[Lines of data]
===============

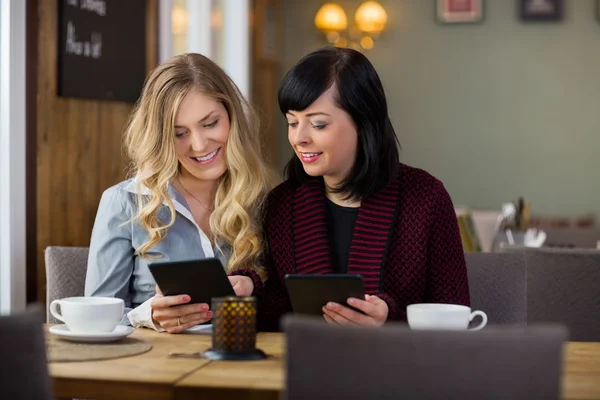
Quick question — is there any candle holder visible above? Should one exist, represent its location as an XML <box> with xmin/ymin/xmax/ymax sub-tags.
<box><xmin>204</xmin><ymin>297</ymin><xmax>267</xmax><ymax>360</ymax></box>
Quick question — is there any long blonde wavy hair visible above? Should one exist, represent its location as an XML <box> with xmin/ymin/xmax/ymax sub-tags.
<box><xmin>124</xmin><ymin>53</ymin><xmax>274</xmax><ymax>279</ymax></box>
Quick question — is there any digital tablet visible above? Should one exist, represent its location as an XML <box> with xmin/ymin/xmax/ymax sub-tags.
<box><xmin>148</xmin><ymin>258</ymin><xmax>235</xmax><ymax>306</ymax></box>
<box><xmin>285</xmin><ymin>274</ymin><xmax>365</xmax><ymax>315</ymax></box>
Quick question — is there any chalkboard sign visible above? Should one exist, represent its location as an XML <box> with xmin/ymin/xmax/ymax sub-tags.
<box><xmin>58</xmin><ymin>0</ymin><xmax>146</xmax><ymax>102</ymax></box>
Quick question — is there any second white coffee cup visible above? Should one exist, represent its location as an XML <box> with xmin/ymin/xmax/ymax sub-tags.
<box><xmin>406</xmin><ymin>303</ymin><xmax>487</xmax><ymax>331</ymax></box>
<box><xmin>50</xmin><ymin>297</ymin><xmax>125</xmax><ymax>333</ymax></box>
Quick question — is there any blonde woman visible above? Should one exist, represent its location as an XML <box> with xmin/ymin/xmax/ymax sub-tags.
<box><xmin>85</xmin><ymin>54</ymin><xmax>271</xmax><ymax>333</ymax></box>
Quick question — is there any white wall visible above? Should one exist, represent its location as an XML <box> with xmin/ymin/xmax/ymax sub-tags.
<box><xmin>0</xmin><ymin>0</ymin><xmax>26</xmax><ymax>314</ymax></box>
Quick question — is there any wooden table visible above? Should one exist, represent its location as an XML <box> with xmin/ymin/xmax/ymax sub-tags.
<box><xmin>49</xmin><ymin>329</ymin><xmax>600</xmax><ymax>400</ymax></box>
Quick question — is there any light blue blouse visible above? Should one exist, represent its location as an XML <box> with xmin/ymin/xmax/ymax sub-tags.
<box><xmin>85</xmin><ymin>178</ymin><xmax>229</xmax><ymax>323</ymax></box>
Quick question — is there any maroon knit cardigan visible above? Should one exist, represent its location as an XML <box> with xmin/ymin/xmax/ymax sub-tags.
<box><xmin>248</xmin><ymin>164</ymin><xmax>470</xmax><ymax>330</ymax></box>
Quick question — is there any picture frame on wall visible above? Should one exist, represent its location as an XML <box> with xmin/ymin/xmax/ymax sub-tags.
<box><xmin>518</xmin><ymin>0</ymin><xmax>564</xmax><ymax>22</ymax></box>
<box><xmin>435</xmin><ymin>0</ymin><xmax>484</xmax><ymax>24</ymax></box>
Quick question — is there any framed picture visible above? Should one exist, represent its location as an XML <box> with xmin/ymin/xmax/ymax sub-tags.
<box><xmin>435</xmin><ymin>0</ymin><xmax>484</xmax><ymax>24</ymax></box>
<box><xmin>518</xmin><ymin>0</ymin><xmax>563</xmax><ymax>22</ymax></box>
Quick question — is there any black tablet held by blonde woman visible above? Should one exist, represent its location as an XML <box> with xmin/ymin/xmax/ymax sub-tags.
<box><xmin>148</xmin><ymin>258</ymin><xmax>235</xmax><ymax>306</ymax></box>
<box><xmin>285</xmin><ymin>274</ymin><xmax>365</xmax><ymax>315</ymax></box>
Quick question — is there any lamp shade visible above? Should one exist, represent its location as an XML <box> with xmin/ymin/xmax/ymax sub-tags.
<box><xmin>354</xmin><ymin>1</ymin><xmax>387</xmax><ymax>33</ymax></box>
<box><xmin>315</xmin><ymin>3</ymin><xmax>348</xmax><ymax>31</ymax></box>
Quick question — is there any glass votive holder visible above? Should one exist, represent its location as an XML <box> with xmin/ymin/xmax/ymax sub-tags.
<box><xmin>204</xmin><ymin>296</ymin><xmax>267</xmax><ymax>360</ymax></box>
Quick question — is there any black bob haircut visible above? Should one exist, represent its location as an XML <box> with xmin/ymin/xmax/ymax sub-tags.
<box><xmin>278</xmin><ymin>47</ymin><xmax>399</xmax><ymax>200</ymax></box>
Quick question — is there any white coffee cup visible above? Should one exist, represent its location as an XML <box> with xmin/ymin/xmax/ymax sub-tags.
<box><xmin>50</xmin><ymin>297</ymin><xmax>125</xmax><ymax>333</ymax></box>
<box><xmin>406</xmin><ymin>303</ymin><xmax>487</xmax><ymax>331</ymax></box>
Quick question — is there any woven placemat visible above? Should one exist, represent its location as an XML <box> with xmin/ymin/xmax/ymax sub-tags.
<box><xmin>45</xmin><ymin>327</ymin><xmax>152</xmax><ymax>362</ymax></box>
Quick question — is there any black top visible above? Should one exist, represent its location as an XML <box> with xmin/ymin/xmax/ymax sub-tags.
<box><xmin>327</xmin><ymin>199</ymin><xmax>358</xmax><ymax>273</ymax></box>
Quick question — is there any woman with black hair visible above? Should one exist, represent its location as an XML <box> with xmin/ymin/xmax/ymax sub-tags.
<box><xmin>255</xmin><ymin>47</ymin><xmax>470</xmax><ymax>330</ymax></box>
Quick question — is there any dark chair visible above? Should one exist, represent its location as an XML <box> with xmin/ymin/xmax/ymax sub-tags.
<box><xmin>283</xmin><ymin>316</ymin><xmax>567</xmax><ymax>400</ymax></box>
<box><xmin>0</xmin><ymin>307</ymin><xmax>52</xmax><ymax>400</ymax></box>
<box><xmin>465</xmin><ymin>252</ymin><xmax>527</xmax><ymax>324</ymax></box>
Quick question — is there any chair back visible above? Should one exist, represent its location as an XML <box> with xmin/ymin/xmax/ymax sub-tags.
<box><xmin>0</xmin><ymin>307</ymin><xmax>52</xmax><ymax>400</ymax></box>
<box><xmin>44</xmin><ymin>246</ymin><xmax>89</xmax><ymax>323</ymax></box>
<box><xmin>284</xmin><ymin>316</ymin><xmax>567</xmax><ymax>400</ymax></box>
<box><xmin>524</xmin><ymin>248</ymin><xmax>600</xmax><ymax>342</ymax></box>
<box><xmin>465</xmin><ymin>252</ymin><xmax>527</xmax><ymax>324</ymax></box>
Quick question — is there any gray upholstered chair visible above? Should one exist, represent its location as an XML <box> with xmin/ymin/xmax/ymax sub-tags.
<box><xmin>542</xmin><ymin>228</ymin><xmax>600</xmax><ymax>249</ymax></box>
<box><xmin>0</xmin><ymin>307</ymin><xmax>52</xmax><ymax>400</ymax></box>
<box><xmin>465</xmin><ymin>252</ymin><xmax>527</xmax><ymax>324</ymax></box>
<box><xmin>44</xmin><ymin>246</ymin><xmax>89</xmax><ymax>323</ymax></box>
<box><xmin>524</xmin><ymin>248</ymin><xmax>600</xmax><ymax>342</ymax></box>
<box><xmin>283</xmin><ymin>316</ymin><xmax>567</xmax><ymax>400</ymax></box>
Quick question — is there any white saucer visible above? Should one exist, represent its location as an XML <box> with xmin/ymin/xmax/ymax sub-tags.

===============

Problem statement — Please write out all the data again word for word, but not the pictures.

Response to the exercise —
Quick question — is there any candle holder visible above? Should one exist, represent its location as an XML <box> with xmin/ymin/xmax/ymax sub-tags.
<box><xmin>204</xmin><ymin>297</ymin><xmax>267</xmax><ymax>360</ymax></box>
Quick question — is there any long blonde wavy hair visible above? Should one exist, represent its location as an XML <box> with xmin/ymin/xmax/ymax sub-tags.
<box><xmin>124</xmin><ymin>53</ymin><xmax>274</xmax><ymax>279</ymax></box>
Quick question — is there any digital tablet visible above? Should one exist, represent its location as an XML <box> with xmin/ymin/xmax/ymax sub-tags.
<box><xmin>148</xmin><ymin>258</ymin><xmax>235</xmax><ymax>306</ymax></box>
<box><xmin>285</xmin><ymin>274</ymin><xmax>365</xmax><ymax>315</ymax></box>
Quick question — is there any chalkboard sign visible above? Should one exist, represent its location as an XML <box> with xmin/ymin/xmax/ymax sub-tags.
<box><xmin>58</xmin><ymin>0</ymin><xmax>146</xmax><ymax>102</ymax></box>
Quick question — is there any second white coffee cup visible above? Should one exist, represent its location as an XML <box> with xmin/ymin/xmax/ymax sub-tags.
<box><xmin>406</xmin><ymin>303</ymin><xmax>487</xmax><ymax>331</ymax></box>
<box><xmin>50</xmin><ymin>297</ymin><xmax>125</xmax><ymax>333</ymax></box>
Quick question — is there any blonde woman visible above? Should one exist, represent its location as an XML <box> with xmin/ymin/xmax/ymax sub-tags.
<box><xmin>85</xmin><ymin>54</ymin><xmax>271</xmax><ymax>333</ymax></box>
Quick question — is there any white wall visible above? Should one exist, represent its location as an XML <box> with xmin/ymin/xmax/ymax sub-tags.
<box><xmin>0</xmin><ymin>0</ymin><xmax>26</xmax><ymax>314</ymax></box>
Quick question — is there any wooden table visible above? Should one exist, represent its location as an XML <box> with xmin/ymin/xmax/ymax sub-tags.
<box><xmin>49</xmin><ymin>329</ymin><xmax>600</xmax><ymax>400</ymax></box>
Quick question — is there any light blue blouse visible above? Should one exist, represent its location as an XML <box> with xmin/ymin/xmax/ymax sub-tags.
<box><xmin>85</xmin><ymin>178</ymin><xmax>229</xmax><ymax>323</ymax></box>
Quick question — is there any maroon knit cardigan visible above? Should one exist, represent its location as an XML <box> with xmin/ymin/xmax/ymax sub-tags.
<box><xmin>248</xmin><ymin>164</ymin><xmax>470</xmax><ymax>330</ymax></box>
Quick question — is there any picture frame on wall visible above? Should one exist, represent its location as an XML <box> with xmin/ymin/xmax/ymax sub-tags.
<box><xmin>518</xmin><ymin>0</ymin><xmax>564</xmax><ymax>22</ymax></box>
<box><xmin>435</xmin><ymin>0</ymin><xmax>484</xmax><ymax>24</ymax></box>
Quick question — is there any framed picture visible above? Should one exist, represent its location as an XML <box> with xmin/ymin/xmax/ymax sub-tags.
<box><xmin>435</xmin><ymin>0</ymin><xmax>484</xmax><ymax>24</ymax></box>
<box><xmin>518</xmin><ymin>0</ymin><xmax>563</xmax><ymax>22</ymax></box>
Quick question — is there any black tablet held by blonde woman visible above? Should one exist, represent its location as an XML <box> with xmin/ymin/xmax/ymax sub-tags.
<box><xmin>148</xmin><ymin>258</ymin><xmax>235</xmax><ymax>306</ymax></box>
<box><xmin>285</xmin><ymin>274</ymin><xmax>365</xmax><ymax>315</ymax></box>
Quick question — is there any lamp shade visible above? Should one exist, represent its location as an XML <box> with xmin/ymin/xmax/ymax sub-tags.
<box><xmin>354</xmin><ymin>1</ymin><xmax>387</xmax><ymax>33</ymax></box>
<box><xmin>315</xmin><ymin>3</ymin><xmax>348</xmax><ymax>31</ymax></box>
Quick question — is there any glass votive holder visible above? Should one exist, represent its location as an XML <box> with xmin/ymin/xmax/ymax sub-tags.
<box><xmin>204</xmin><ymin>296</ymin><xmax>267</xmax><ymax>360</ymax></box>
Quick question — is there any black bob haircut visible above? Should one exist, represent its location as an XML <box> with xmin/ymin/xmax/ymax sub-tags.
<box><xmin>278</xmin><ymin>47</ymin><xmax>399</xmax><ymax>200</ymax></box>
Quick question — is there any white coffee cup visible above? Should one exist, represent its location as an XML <box> with xmin/ymin/xmax/ymax sub-tags.
<box><xmin>50</xmin><ymin>297</ymin><xmax>125</xmax><ymax>333</ymax></box>
<box><xmin>406</xmin><ymin>303</ymin><xmax>487</xmax><ymax>331</ymax></box>
Quick question — is there any woven placemat visible above? Should one exist, represent its location as an XML <box> with xmin/ymin/xmax/ymax sub-tags.
<box><xmin>45</xmin><ymin>327</ymin><xmax>152</xmax><ymax>362</ymax></box>
Quick question — is there any black top visible above? Should one exist, represent its location as an XML <box> with xmin/ymin/xmax/ymax sub-tags.
<box><xmin>327</xmin><ymin>199</ymin><xmax>358</xmax><ymax>273</ymax></box>
Quick question — is there any woman with black hair visible above? Should one exist, represent its location as an XML <box> with xmin/ymin/xmax/ymax sub-tags.
<box><xmin>255</xmin><ymin>47</ymin><xmax>470</xmax><ymax>330</ymax></box>
Quick question — is there any dark chair visible above? Should one exist, represent its location as an XML <box> with xmin/ymin/xmax/ymax sub-tags.
<box><xmin>283</xmin><ymin>316</ymin><xmax>567</xmax><ymax>400</ymax></box>
<box><xmin>0</xmin><ymin>307</ymin><xmax>52</xmax><ymax>400</ymax></box>
<box><xmin>465</xmin><ymin>252</ymin><xmax>527</xmax><ymax>324</ymax></box>
Quick question — is there any chair back visible above? Should one exist, represent its location as an XML <box> with xmin/ymin/xmax/ymax sub-tags.
<box><xmin>0</xmin><ymin>307</ymin><xmax>52</xmax><ymax>400</ymax></box>
<box><xmin>44</xmin><ymin>246</ymin><xmax>89</xmax><ymax>323</ymax></box>
<box><xmin>284</xmin><ymin>316</ymin><xmax>567</xmax><ymax>400</ymax></box>
<box><xmin>524</xmin><ymin>248</ymin><xmax>600</xmax><ymax>342</ymax></box>
<box><xmin>465</xmin><ymin>252</ymin><xmax>527</xmax><ymax>324</ymax></box>
Quick question — is there any gray upholstered chair visible above? Should one exist, represent its location as an XML <box> with xmin/ymin/xmax/ymax sub-tags.
<box><xmin>542</xmin><ymin>228</ymin><xmax>600</xmax><ymax>249</ymax></box>
<box><xmin>0</xmin><ymin>307</ymin><xmax>52</xmax><ymax>400</ymax></box>
<box><xmin>465</xmin><ymin>252</ymin><xmax>527</xmax><ymax>324</ymax></box>
<box><xmin>44</xmin><ymin>246</ymin><xmax>89</xmax><ymax>323</ymax></box>
<box><xmin>524</xmin><ymin>248</ymin><xmax>600</xmax><ymax>342</ymax></box>
<box><xmin>283</xmin><ymin>316</ymin><xmax>567</xmax><ymax>400</ymax></box>
Quick question — is there any white saucer visible above? Should one exist, represent its location as an XML <box> with xmin/ymin/xmax/ymax sub-tags.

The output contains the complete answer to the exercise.